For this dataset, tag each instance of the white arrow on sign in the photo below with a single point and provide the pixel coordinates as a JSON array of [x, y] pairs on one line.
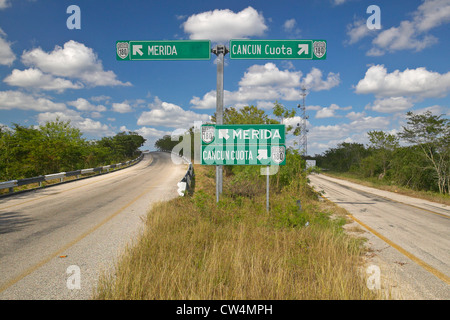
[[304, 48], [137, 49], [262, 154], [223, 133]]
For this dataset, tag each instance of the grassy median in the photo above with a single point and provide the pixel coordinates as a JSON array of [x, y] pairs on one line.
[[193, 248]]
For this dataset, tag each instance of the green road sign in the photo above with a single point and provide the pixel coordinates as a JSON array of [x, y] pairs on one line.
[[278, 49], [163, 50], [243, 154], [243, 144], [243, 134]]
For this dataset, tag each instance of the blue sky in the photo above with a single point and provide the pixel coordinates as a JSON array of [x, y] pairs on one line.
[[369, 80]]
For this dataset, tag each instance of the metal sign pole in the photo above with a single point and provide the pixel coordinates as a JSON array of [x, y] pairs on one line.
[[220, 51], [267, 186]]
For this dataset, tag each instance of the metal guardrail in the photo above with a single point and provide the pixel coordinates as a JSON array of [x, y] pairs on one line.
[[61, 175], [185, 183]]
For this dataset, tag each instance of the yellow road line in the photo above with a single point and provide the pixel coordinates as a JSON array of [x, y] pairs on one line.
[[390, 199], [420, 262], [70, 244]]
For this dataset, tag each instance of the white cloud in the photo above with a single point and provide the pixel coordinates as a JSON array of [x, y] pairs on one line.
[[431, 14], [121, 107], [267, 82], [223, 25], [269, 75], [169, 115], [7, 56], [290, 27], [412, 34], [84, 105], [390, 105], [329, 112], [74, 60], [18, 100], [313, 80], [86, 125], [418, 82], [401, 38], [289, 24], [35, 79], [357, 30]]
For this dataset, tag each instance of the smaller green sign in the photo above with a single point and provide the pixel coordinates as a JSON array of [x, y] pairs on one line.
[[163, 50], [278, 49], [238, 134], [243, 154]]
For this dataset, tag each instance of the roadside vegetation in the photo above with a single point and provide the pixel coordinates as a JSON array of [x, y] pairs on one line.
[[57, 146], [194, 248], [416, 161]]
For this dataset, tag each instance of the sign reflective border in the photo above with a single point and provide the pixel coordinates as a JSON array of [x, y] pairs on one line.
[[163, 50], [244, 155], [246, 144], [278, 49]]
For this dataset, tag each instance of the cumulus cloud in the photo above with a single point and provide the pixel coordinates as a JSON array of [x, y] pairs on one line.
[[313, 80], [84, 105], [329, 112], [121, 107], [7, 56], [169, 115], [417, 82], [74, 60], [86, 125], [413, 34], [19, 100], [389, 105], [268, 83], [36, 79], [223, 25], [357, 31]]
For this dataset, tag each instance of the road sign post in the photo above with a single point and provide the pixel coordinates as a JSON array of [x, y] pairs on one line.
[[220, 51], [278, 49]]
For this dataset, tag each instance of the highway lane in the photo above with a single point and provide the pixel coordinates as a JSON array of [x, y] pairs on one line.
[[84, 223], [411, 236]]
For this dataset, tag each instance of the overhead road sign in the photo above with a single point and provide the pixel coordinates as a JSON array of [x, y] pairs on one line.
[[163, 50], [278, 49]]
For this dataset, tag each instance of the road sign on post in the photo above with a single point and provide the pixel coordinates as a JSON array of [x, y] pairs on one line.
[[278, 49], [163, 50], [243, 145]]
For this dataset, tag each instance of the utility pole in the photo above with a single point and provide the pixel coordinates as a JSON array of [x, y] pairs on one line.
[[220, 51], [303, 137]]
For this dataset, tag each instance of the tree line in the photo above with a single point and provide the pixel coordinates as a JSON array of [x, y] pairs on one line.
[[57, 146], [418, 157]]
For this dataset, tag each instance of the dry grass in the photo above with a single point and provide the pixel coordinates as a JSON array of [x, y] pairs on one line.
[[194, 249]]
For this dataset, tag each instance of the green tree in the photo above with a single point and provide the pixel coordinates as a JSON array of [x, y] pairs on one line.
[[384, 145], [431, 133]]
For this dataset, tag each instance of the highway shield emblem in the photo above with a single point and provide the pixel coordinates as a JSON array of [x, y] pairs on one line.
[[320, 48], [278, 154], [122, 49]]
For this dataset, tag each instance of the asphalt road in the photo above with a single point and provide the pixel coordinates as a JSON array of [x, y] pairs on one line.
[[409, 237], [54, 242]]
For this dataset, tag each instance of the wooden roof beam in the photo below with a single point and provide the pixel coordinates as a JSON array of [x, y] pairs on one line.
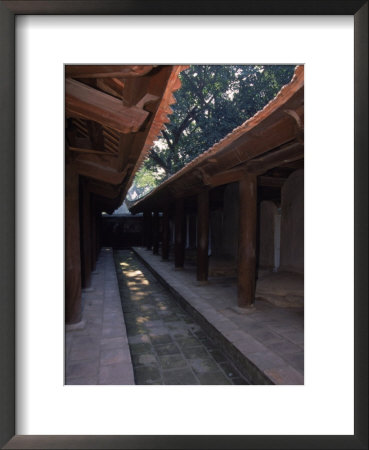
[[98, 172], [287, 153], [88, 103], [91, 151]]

--*--

WHAT YOU HAVE TO DO -
Give the lines above as a JSON list of strings, one string per line, with blank lines skipped and the pictures left out.

SOLUTION FOR THIS PROBLEM -
[
  "For this dataset, tag each instance of the white arrow on sign in the photo below with a single point and provide the pixel coordinates as a JSON array of [x, y] pairs on one line.",
  "[[304, 48], [137, 49], [262, 154], [223, 133]]",
  "For this dataset, tag each instance of the grassy median in the photo above with a single point and provide the pixel coordinates as a JSON array of [x, y] pairs on one line.",
  "[[193, 248]]",
  "For this dataset, tag each instance of the green road sign in the photo above with a single point and provide the pixel coordinates as a JSON array of [x, y] pairs on one line.",
  "[[278, 49], [163, 50], [243, 154], [243, 144], [243, 134]]",
  "For this dataset, tag each instance of the blue sky in the photo above with a single point and provide the pixel coordinates as a JSON array of [x, y] pairs on one line.",
  "[[369, 80]]",
  "For this dataset, tag each instance of the metal sign pole in the photo above with a single point and provide the pixel coordinates as a JSON array of [x, y] pairs on one line.",
  "[[220, 51], [267, 186]]",
  "For this dataset, tag each instance of the metal guardrail in the photo above with a single point and provide the pixel coordinates as a JSON array of [x, y] pairs on one line.",
  "[[61, 175], [185, 183]]",
  "For this dataset, tag each instance of the yellow road line in the photo above with a single point and provide the pixel coordinates as a JSON array of [x, y] pairs on one line.",
  "[[390, 199], [420, 262], [70, 244]]",
  "For this dataset, tag each instance of the white cloud in the photo above with a single point and provide the pixel coordinates as a JSON array of [x, y] pairs on one line.",
  "[[431, 14], [121, 107], [267, 82], [223, 25], [269, 75], [169, 115], [7, 56], [290, 27], [412, 34], [84, 105], [390, 105], [329, 112], [74, 60], [18, 100], [313, 80], [86, 125], [418, 82], [401, 38], [289, 24], [35, 79], [357, 30]]",
  "For this dataset, tag each instance of the smaller green sign in the photo above with a single point and provide the pixel coordinates as a JSON array of [x, y] pairs on one line.",
  "[[163, 50], [278, 49], [238, 134], [243, 154]]",
  "For this dataset, tag each instance of the roadside vegetation in the photo above with a single point and provide the pixel coordinates as a JSON array of [x, y] pairs on one line.",
  "[[57, 146], [194, 248], [416, 161]]",
  "For this dataset, tag each instance of the sign reflective border in the photo above with a single point and provide the pixel coordinates as a JSON array of [x, y] pairs on one line.",
  "[[163, 50], [244, 155], [246, 144], [278, 49]]",
  "For this dataset, tag each instance of the cumulus cloud in the photo above with a single point and provide the pixel coordinates as a JSON array of [x, y] pairs on one line.",
  "[[313, 80], [84, 105], [329, 112], [121, 107], [7, 56], [169, 115], [417, 82], [74, 60], [86, 125], [413, 34], [19, 100], [389, 105], [268, 83], [36, 79], [223, 25], [357, 31]]",
  "For this dataset, tag each instance of the road sign post in the photo above with a single point and provide the pixel coordinates as a JSON array of [x, y] pairs on one line.",
  "[[220, 51], [278, 49]]",
  "For this dataset, tag each instance of the highway lane in the photo above with a single point and provide the pixel coordinates as a JSON array of [x, y] pairs on one line.",
  "[[84, 223], [411, 236]]",
  "For this dataset, tag each instance of the overhead road sign in the photo above with a single point and provide the pixel coordinates as a JSON array of [x, y] pairs on one line.",
  "[[163, 50], [278, 49]]",
  "For this dataset, tag each instance of the road sign on post in the photo above with a single point and provide the pixel coordinates as a JSON array of [x, y] pairs on one line.",
  "[[278, 49], [163, 50], [243, 145]]",
  "For this dataset, tag each instance of the utility pole in the photo above with a single point and provide the pixel coordinates as a JSON array of [x, y] pairs on one line.",
  "[[220, 51], [303, 137]]",
  "For this dataset, tag each instance of the tree line in the photo above with a single point and provide the pixel coordinates as a JSON array of [x, y] pairs on one line.",
  "[[57, 146], [418, 157]]",
  "For this dataset, tag each instance of the dry grass in the photo above with a single point and provide the pixel coordinates as a JSON array of [x, y] pairs on one line.",
  "[[194, 249]]",
  "For this dataset, tag each instance of the green tree in the photo above with a single point and provide the pixel coordinates as a JSON array of [x, y] pairs on one line.",
  "[[384, 145], [431, 133]]",
  "For this dataset, tag each instance of the highway shield emblem in the photo above with a single point and provide the pixel coordinates as a JSON array of [x, y] pairs on one line.",
  "[[320, 48], [278, 154], [122, 49]]",
  "For this dataset, tag each instance of the asphalt road in the photo above with a single point and provide the pixel coordinates as a JSON array of [x, y] pairs on one line.",
  "[[409, 237], [54, 242]]",
  "For this dataset, tag each instance of the wooden roof beam in the photo below with a single point and provide the pixel coordinates as a JSON array of [x, y] pairs on one line.",
  "[[98, 172], [287, 153], [88, 103], [91, 151]]"
]